» **Exercise requirements**:
[a] Decide whether each statement below agrees with the blog entries. For each, answer yes or no and quote the exact words of the entries that settle it.
(i) The writer has started a new job and is enjoying it so far.
(ii) The writer says love from other people does not matter.
(iii) The writer often lets feelings override reason.
[b] Please pick up the blog entries after their last sentence and continue them in the same voice.

» **Given text**:
################

Monday, March 30, 2009
Love in the lies
For me, (I'm sure no one out there is like this) I really really really want to be loved, cherished, and cared for. And instead of seeking that love and care in the One who can and will provide I seek for that affirmation in people. I get so wrapped up in the desire to want to be loved.
As I reflect on the past I recognize that I let my heart take the place of my brain quite frequently.
Impulsive.
It really is that simple.
It would be silly to say "I don't need love", I know for sure that is not true. Love from others is important. I feel like it would be difficult to begin understand the vast, unfailing love of the Father if we didn't know love from our parents, friends, neighbors, family. Transversely, if we don't know His vast, unfailing love then we cannot truly know any other love.
I remember writing recently on here that I have never felt more loved before in my life. Still my impulsive heart is not always satisfied. The bottom line is we are all loved with an unfailing, selfless love and we shouldn't long for anything other.
Once again, it's that simple.
Why does it take so much for that to get into my thick head...and heart?
Sunday, March 29, 2009
Tuesday, March 24, 2009
It's the same in every language
Back in the swing of things now. I started my new job, which so far I am really loving. Stunt night is tomorrow night and I am super excited about it. You should come. It's going to be really great.
Lots of great, exciting things happening right now. I'm really enjoying life. It's pretty fabulous. Fabulous doesn't mean with out struggle, but I'm learning that struggle is not all bad. A lot of good comes from hardships. I've learned so much over the past couple of months about myself and how I have SO much work to become the woman I want to become. God is a God of grace, and I am grateful.

################

» **Recorded information**:

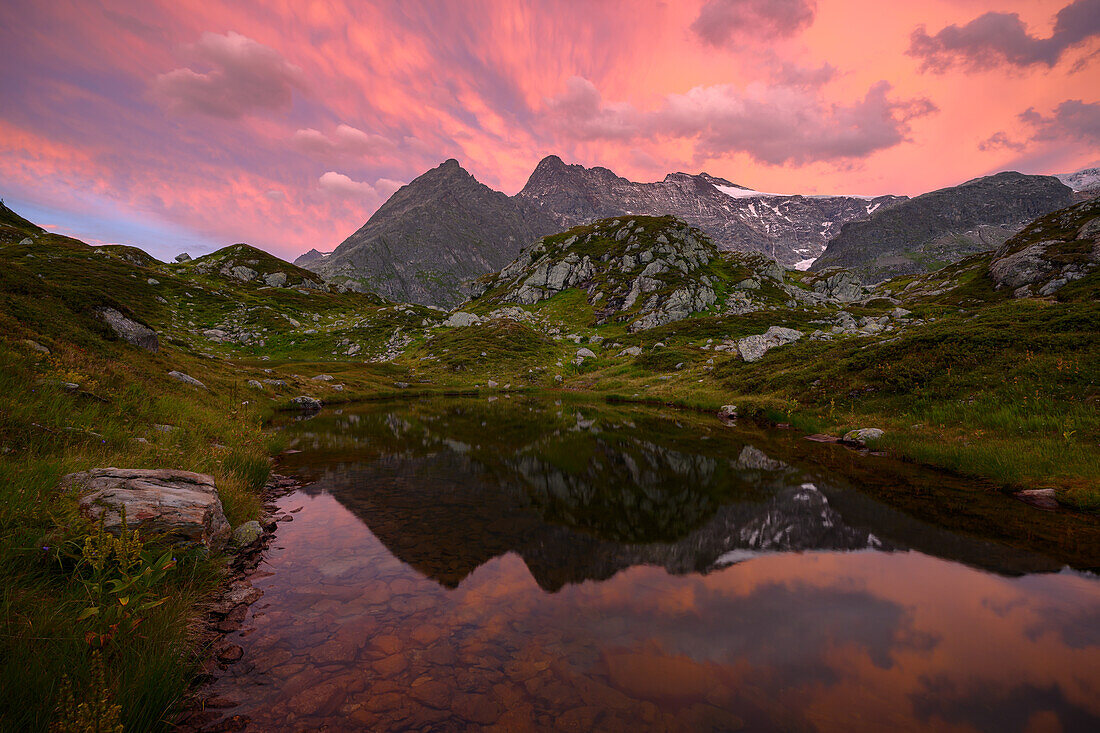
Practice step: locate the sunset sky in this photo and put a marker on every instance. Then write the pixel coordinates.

################

» **Expected answers**:
[a]
(i) Yes: "I started my new job, which so far I am really loving."
(ii) No: "Love from others is important."
(iii) Yes: "I let my heart take the place of my brain quite frequently."

[b]
Monday, March 09, 2009
A slow spring forward
I missed church on Sunday because of the time change. I knew it was coming, but just completely forgot about it. Bedside Baptist was good to me though, not as good as going to real church would have been but, what can I do about it now?
Spring break...3 days. 3 days. 3 days. Not sure what it is going to entail. Hopefully some money makin' and maybe a lil beach going with some buddies. Either way it will be a good time for rest and relaxation. I need to get some work done for school too, we'll see how that goes.
My time here on duty is slowly winding down. I need to go fluff the couch cushions and do some other extremely difficult RA tasks.
love.
Thursday, March 05, 2009
hey stranger
Exciting things that have happened:
-Went and watched Mark run his first (half) marathon. He did great, first place! (in all our hearts!) It was so fun to go on a little trip with the friends.
Mark after running 13 miles in and hour and a half:
-Met a banana man: -Went rock climbing! It was so fun...but now I am paying the price of having extremely sore arms
-Got a job! Wahoo!
-Today for gerontology class we went and played bingo at Belton Senior Center and it was so so so fun. The prizes were these rockin' cookies, and it made my day to hang out with a bunch of hilarious old(er) people.
Exciting things that are about to happen:
-Women of Worship this weekend!
-Stunt night! It's going to be SO funny.
-SPRING BREAK: Hallelujah!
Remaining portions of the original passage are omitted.